*Prompt 1*. According to the North Korea passage, after how long a break was the Congress of the Korean Children's Union held again in 2022?
*Prompt 2*. Carry on with the North Korea passage from its final sentence, writing the next part of the text.

*Document extract*.

Segment Open

Sixth, since 2021, the regime has initiated more national events highlighting Kim Jong Un’s respect and pride for the young generation. While childhood immunization coverage dropped precipitously from 2020 to 2022, Kim attempted to portray himself as a leader who prioritized the well-being of the most vulnerable citizens. Early in the pandemic, he raised issues related to child nutrition and health, leading to the adoption of a new childcare policy in 2021 and a childcare law in 2022.

Beyond taking measures addressing basic needs, Kim has intensified his interactions with the younger demographic to foster loyalty to his regime. The regime organized the 9th Congress of the Korean Children’s Union (KCU) in 2022, marking the event’s return after a five-year hiatus. Subsequently, there has been an increase in KCU gatherings, where participants engage with regime elites either in person or through letter relays, expressing their allegiance to the supreme leader and his party. Also, the frequent appearances of his “most beloved daughter” at official events underscore Kim’s deliberate efforts to engage the attention of the next generation in state affairs.

Seventh, the North Korean regime strategically leveraged social media as a diplomatic tool to glorify the external image of North Korea amid the pandemic, employing a more sophisticated and extensive approach. Traditionally, state-owned media outlets such as Uriminzokkiri unilaterally shared video clips through their social media accounts. However, during the pandemic, state media also established two-way communications with individuals on the worldwide web. Specifically, numerous individuals — likely affiliated with the North Korean regime — have shared glimpses of their daily lives, showcasing aspects of cultural life, scenic landscapes and children’s school experiences on popular online platforms. As examples, Song A and Yumi have presented curated narratives of their everyday lives in Pyongyang through vlogs on YouTube. These state-orchestrated efforts are designed to soften North Korea’s national image, portraying it as a friendly and secure destination.

Segment Closed

*Data extract*.
Segment Open

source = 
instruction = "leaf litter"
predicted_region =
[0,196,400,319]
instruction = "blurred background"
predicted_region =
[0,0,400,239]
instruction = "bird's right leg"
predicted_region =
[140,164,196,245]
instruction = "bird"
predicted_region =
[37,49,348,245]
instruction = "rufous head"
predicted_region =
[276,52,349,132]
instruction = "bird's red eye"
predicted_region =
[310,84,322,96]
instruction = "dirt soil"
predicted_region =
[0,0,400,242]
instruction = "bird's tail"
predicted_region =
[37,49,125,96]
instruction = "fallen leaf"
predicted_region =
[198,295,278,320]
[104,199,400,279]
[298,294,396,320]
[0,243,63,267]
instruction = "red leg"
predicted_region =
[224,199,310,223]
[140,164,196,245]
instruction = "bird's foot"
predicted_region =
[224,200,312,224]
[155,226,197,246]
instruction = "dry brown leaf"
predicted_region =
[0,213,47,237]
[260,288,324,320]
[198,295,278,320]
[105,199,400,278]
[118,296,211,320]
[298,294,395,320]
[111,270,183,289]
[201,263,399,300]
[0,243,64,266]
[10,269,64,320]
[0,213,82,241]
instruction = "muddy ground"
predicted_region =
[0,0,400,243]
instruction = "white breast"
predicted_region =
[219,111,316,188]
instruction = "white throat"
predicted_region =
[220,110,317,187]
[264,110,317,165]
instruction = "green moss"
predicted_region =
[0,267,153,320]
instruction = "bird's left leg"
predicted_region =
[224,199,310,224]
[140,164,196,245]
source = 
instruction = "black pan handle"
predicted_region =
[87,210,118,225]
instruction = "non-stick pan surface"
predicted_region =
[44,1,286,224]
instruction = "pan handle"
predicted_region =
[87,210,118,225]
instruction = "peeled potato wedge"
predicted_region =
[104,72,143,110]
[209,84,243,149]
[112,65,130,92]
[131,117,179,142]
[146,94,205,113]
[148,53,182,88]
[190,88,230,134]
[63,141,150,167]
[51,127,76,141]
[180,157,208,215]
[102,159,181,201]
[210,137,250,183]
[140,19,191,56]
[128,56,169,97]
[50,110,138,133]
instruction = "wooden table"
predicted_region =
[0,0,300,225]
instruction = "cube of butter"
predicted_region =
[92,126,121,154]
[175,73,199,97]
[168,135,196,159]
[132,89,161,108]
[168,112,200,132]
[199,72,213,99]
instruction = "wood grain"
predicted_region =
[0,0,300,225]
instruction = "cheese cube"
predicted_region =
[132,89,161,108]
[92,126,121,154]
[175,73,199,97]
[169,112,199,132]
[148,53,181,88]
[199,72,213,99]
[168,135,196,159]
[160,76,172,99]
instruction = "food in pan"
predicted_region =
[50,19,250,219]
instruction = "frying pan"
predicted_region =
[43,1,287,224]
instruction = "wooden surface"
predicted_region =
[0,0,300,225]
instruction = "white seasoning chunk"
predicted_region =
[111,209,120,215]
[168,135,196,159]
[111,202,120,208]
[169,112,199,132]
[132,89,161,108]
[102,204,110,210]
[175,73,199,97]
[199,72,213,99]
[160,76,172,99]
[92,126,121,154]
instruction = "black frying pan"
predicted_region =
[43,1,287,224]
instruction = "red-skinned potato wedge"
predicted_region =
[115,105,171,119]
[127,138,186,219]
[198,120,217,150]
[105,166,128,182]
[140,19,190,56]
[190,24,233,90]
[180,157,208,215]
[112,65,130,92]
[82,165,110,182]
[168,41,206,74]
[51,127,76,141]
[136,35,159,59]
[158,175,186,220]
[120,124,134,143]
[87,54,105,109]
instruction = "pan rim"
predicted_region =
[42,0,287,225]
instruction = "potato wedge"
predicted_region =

Segment Closed
Segment Open

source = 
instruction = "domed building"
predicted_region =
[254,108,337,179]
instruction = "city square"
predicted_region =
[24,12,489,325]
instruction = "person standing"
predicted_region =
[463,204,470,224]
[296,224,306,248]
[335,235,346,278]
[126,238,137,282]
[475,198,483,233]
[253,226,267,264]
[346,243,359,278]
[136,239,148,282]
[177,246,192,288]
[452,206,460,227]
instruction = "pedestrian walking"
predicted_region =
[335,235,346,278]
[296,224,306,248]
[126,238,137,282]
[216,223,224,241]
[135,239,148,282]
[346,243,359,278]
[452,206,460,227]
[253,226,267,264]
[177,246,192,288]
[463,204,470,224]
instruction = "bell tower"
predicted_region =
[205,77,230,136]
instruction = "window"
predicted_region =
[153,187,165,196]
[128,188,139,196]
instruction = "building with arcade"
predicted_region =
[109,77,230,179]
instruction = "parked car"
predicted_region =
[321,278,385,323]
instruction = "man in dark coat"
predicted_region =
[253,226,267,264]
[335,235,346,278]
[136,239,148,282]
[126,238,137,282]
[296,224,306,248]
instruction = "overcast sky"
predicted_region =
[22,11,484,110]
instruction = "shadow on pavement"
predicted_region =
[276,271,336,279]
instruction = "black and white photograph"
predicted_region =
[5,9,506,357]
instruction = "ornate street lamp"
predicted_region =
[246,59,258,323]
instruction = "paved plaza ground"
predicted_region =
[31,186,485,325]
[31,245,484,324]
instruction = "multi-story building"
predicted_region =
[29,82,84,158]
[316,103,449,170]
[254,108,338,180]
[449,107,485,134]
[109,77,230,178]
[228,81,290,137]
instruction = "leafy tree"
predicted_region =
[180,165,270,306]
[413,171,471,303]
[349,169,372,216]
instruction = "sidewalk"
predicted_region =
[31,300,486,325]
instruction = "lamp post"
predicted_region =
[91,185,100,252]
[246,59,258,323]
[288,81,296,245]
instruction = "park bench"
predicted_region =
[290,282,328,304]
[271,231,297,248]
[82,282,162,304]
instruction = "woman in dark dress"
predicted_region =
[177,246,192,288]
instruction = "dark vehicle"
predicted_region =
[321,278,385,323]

Segment Closed

*Expected output 1*. Five years.

*Expected output 2*.
More than Sanctions

COVID-19 has undoubtedly brought hardship to the North Korean people, but it has also instilled the government with more confidence, better control and increased resilience, and provided additional toolkits for the regime to recover from the next crisis. The regime adeptly maintained a delicate balance between frustrating and encouraging its people, as well as between progress and regression. Meanwhile, it has heavily invested scarce resources to accelerate its nuclear doctrine and warfighting capabilities, posing a threat to the U.S.-South Korea alliance.

Given that North Korea survived even self-quarantine during COVID-19, it is unlikely that more severe sanctions, whether imposed by individual countries or through a U.N. Security Council resolution, will change the regime’s behavior. Given Russia’s war in Ukraine and U.S.-China competition, it is also unlikely that new multilateral sanctions could even be implemented in the near future. A reliance on sanctions enforcement as a means to influence Kim’s regime is unlikely to improve prospects for engagement with North Korea, let alone contribute to its denuclearization. In this unprecedentedly divided world, if the United States, European Union, South Korea or Japan collectively strengthen their individual sanctions, it will only further push North Korea closer to China and Russia.

A more unwavering and discerning approach to coercion, such as disrupting North Korea’s enduring autocratic and closed rule through information campaigns, is essential, accompanied by engagement that responds to the urgent and genuine needs of the North Korean people. The initial imperative is gaining a comprehensive understanding of contemporary North Korea, avoiding the temptation to categorize it simply as an enigmatic state.

Kyung-joo Jeon is a visiting expert at USIP and a research fellow at the Korea Institute for Defense Analyses.